- EXTRACTED RECORDS
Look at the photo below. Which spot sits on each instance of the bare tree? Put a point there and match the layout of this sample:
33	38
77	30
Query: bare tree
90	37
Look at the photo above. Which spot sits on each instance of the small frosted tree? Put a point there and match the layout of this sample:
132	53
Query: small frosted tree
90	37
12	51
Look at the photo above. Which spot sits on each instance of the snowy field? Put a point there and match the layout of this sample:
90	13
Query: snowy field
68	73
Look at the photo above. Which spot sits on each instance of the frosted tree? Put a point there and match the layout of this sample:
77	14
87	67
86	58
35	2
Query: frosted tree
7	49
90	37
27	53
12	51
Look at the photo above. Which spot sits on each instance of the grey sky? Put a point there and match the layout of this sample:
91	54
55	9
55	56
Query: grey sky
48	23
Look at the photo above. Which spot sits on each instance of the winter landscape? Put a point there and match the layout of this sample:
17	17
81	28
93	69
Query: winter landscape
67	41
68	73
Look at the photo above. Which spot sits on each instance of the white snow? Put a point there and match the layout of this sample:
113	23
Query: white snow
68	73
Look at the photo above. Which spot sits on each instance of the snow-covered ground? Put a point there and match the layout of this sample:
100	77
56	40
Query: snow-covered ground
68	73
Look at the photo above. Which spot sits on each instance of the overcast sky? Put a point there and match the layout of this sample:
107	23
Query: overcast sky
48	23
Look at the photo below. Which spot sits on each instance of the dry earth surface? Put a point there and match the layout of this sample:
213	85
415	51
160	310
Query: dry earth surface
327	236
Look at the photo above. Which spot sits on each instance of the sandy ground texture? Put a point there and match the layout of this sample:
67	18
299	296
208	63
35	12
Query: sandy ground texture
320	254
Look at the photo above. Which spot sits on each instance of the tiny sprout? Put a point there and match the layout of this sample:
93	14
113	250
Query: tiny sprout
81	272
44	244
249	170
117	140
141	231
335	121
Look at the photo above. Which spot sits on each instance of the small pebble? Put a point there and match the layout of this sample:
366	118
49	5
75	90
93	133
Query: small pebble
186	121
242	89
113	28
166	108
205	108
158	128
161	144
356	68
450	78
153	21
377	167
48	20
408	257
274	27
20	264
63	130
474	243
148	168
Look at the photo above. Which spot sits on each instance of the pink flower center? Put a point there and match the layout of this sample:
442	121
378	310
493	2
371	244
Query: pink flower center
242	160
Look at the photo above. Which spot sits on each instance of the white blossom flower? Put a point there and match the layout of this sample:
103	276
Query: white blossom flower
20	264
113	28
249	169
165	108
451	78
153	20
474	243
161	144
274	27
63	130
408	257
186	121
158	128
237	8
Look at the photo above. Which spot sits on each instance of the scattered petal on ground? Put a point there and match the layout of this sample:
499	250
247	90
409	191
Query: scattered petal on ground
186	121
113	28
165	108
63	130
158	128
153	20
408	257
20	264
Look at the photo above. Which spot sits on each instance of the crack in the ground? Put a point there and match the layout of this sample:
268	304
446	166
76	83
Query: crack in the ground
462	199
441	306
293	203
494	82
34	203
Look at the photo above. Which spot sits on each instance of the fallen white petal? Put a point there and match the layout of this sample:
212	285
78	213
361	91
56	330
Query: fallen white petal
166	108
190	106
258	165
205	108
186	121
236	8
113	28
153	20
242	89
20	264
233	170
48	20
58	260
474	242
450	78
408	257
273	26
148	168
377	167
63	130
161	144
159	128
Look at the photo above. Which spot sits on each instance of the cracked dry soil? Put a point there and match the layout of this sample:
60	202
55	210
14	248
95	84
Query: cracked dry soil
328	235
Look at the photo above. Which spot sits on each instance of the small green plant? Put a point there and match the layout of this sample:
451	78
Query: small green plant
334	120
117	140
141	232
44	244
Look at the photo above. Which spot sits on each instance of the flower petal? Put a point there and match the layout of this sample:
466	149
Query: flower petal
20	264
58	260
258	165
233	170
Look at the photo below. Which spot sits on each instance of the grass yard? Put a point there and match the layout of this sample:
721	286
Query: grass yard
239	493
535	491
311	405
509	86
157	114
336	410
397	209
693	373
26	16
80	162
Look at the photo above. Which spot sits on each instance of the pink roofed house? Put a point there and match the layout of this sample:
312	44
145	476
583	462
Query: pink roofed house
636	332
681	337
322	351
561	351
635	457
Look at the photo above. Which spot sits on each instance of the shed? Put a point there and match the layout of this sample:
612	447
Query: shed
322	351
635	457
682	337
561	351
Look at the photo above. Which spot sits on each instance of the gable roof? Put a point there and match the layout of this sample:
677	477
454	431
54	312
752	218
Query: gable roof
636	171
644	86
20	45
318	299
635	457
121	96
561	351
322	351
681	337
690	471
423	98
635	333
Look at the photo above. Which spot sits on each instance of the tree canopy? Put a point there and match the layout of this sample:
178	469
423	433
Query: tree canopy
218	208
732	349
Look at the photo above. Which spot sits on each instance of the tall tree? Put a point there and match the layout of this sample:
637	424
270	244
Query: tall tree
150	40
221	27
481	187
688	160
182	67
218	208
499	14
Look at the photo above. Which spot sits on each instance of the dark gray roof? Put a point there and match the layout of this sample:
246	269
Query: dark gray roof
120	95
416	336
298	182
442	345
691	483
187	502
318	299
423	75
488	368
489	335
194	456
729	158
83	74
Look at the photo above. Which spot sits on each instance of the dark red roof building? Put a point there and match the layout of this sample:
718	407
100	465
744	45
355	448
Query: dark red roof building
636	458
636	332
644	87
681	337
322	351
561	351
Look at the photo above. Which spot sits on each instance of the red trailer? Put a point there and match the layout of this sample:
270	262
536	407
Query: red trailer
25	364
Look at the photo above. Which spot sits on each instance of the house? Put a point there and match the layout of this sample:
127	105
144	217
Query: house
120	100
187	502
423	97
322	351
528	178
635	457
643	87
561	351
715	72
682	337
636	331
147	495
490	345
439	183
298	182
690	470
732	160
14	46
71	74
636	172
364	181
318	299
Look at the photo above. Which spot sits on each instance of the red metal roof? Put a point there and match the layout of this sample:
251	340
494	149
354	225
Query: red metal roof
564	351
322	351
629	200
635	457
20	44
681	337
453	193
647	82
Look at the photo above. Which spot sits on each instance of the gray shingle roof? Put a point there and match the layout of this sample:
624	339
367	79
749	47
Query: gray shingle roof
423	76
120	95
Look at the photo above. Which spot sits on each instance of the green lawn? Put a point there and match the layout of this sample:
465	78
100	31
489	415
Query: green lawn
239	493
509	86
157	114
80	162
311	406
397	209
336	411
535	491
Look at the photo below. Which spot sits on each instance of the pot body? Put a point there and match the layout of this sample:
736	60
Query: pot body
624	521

* * *

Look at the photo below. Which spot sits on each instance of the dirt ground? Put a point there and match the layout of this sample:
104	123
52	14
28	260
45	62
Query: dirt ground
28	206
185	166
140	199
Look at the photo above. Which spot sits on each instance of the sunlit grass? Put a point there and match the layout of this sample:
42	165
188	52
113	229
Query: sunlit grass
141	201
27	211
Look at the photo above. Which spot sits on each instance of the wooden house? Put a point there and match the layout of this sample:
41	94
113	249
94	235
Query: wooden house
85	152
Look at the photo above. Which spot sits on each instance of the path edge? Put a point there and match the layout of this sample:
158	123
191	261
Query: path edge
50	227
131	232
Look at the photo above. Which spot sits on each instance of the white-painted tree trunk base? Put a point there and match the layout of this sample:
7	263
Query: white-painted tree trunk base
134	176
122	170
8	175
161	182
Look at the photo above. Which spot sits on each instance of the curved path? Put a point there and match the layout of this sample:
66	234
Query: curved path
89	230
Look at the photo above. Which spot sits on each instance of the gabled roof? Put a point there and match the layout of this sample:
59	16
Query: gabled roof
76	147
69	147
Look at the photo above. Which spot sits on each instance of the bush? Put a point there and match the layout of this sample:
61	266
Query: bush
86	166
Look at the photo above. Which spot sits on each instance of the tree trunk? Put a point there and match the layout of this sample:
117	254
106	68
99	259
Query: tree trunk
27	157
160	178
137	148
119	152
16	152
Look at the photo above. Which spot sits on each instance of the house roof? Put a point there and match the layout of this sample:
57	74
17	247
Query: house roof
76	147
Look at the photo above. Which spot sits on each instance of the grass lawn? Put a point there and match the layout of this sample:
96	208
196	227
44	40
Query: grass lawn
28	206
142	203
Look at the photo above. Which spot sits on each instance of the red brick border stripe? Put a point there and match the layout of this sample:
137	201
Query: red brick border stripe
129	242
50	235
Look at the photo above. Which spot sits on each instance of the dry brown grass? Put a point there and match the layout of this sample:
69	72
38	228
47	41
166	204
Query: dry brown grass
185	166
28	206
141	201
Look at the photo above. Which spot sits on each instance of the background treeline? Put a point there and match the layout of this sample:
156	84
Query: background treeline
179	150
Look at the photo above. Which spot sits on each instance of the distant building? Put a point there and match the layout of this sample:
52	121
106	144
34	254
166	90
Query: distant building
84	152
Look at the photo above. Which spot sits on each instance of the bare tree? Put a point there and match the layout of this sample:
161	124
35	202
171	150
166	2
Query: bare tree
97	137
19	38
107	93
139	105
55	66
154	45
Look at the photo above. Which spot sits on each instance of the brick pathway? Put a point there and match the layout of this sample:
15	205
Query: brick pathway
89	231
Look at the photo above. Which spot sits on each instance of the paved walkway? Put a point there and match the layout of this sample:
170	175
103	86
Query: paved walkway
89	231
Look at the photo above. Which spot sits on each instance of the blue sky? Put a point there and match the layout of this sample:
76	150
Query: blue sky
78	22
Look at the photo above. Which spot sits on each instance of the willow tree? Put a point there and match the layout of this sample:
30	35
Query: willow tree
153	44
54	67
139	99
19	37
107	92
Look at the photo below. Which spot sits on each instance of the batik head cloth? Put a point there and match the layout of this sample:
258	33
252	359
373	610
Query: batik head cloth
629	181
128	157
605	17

---

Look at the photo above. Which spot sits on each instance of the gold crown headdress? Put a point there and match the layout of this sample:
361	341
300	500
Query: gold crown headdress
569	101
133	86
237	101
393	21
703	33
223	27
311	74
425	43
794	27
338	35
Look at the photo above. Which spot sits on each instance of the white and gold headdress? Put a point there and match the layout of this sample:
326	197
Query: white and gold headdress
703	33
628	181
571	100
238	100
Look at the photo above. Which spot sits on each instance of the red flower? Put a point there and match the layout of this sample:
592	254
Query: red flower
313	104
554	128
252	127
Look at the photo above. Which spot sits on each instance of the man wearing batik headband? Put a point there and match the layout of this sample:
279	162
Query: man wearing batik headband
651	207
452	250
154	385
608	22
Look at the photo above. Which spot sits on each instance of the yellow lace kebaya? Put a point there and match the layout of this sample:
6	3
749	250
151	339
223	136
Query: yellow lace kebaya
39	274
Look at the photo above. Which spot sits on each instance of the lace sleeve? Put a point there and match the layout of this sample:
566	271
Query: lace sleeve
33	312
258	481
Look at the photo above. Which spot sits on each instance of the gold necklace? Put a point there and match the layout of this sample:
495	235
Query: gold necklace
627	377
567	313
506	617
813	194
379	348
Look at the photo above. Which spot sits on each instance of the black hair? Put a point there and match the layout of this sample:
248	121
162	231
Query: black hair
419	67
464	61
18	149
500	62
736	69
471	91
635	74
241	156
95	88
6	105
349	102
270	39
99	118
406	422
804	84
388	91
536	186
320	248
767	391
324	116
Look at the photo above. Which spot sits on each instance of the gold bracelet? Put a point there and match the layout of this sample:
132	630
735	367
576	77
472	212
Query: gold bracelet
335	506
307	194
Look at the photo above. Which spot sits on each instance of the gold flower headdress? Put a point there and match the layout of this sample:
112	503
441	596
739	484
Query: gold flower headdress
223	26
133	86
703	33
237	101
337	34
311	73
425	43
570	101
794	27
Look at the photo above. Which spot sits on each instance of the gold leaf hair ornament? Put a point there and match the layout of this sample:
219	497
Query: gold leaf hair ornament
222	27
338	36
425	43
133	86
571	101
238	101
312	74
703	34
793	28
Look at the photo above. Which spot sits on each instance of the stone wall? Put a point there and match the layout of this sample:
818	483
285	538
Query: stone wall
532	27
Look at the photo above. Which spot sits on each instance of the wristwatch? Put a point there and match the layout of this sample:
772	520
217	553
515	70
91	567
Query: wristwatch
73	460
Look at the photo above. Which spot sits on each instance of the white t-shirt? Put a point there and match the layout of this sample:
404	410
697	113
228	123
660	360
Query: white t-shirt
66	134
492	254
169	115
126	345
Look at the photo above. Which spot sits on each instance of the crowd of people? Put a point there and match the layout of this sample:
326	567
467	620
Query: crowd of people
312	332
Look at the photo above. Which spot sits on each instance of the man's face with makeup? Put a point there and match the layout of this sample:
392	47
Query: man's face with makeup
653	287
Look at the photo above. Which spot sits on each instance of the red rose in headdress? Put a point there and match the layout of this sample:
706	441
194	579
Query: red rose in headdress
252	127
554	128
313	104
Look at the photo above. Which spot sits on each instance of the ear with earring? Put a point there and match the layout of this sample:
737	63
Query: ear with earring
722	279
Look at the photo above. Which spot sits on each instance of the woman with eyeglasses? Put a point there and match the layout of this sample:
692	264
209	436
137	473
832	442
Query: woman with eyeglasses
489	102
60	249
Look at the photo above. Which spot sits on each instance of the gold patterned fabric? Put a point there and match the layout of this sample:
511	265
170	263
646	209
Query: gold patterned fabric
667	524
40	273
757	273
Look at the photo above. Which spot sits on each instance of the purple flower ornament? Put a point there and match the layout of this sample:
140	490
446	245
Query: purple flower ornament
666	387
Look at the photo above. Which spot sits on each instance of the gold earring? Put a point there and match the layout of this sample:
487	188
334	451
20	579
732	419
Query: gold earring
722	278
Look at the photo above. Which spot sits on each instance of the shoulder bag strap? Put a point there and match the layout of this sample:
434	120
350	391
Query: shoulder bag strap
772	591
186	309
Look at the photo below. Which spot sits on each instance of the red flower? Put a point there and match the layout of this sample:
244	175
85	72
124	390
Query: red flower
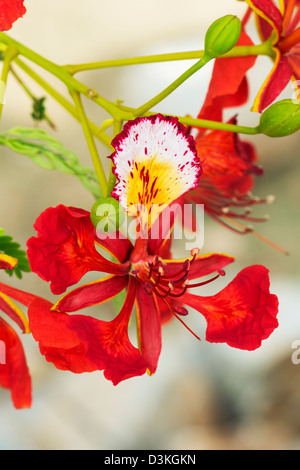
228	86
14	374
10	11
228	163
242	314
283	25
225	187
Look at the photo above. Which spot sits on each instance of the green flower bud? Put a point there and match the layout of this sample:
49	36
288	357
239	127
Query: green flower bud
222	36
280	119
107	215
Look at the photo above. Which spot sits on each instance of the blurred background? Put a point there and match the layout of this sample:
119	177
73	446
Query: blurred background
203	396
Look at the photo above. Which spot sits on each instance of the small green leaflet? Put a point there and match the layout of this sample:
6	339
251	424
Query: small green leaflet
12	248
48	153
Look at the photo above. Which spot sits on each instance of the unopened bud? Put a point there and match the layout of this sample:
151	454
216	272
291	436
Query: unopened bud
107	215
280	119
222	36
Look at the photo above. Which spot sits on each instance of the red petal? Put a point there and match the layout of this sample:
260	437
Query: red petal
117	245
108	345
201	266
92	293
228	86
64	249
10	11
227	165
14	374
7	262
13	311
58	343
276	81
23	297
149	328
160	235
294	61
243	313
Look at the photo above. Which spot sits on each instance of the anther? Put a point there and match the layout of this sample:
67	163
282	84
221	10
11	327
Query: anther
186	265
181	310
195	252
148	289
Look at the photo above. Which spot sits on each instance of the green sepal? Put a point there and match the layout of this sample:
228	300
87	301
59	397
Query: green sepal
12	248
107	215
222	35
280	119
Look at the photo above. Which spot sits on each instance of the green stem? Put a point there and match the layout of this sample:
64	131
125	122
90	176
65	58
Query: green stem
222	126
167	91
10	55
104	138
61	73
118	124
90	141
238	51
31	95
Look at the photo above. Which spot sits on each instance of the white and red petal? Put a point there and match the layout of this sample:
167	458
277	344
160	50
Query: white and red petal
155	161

- TASK OBJECTIVE
List all lines in the material containing the string "below".

- ANSWER AREA
Look at the photo below. Which spot sits on each instance of the bare tree? Put a point there and match the layout of this sample:
Look at the photo below. Which spot sits on each instance of the dry earth surface? Put a point there and match the layout of this sample:
Look at the photo below. Which spot sits on each instance of the grass yard? Put a point there and match the layout of this sample:
Look at the photo below. Which spot sits on each instance of the pot body? Put a point there and match the layout of this sample:
Look at the photo below. Which spot sits on each instance of the dirt ground? Put a point there and match the layout of this sample:
Look at the photo below. Which spot sits on each instance of the batik head cloth? Put a point there and match the layout of this sample:
Look at the photo below. Which spot sits on each instance of the red flower? Put a point there and match the layout of this sample:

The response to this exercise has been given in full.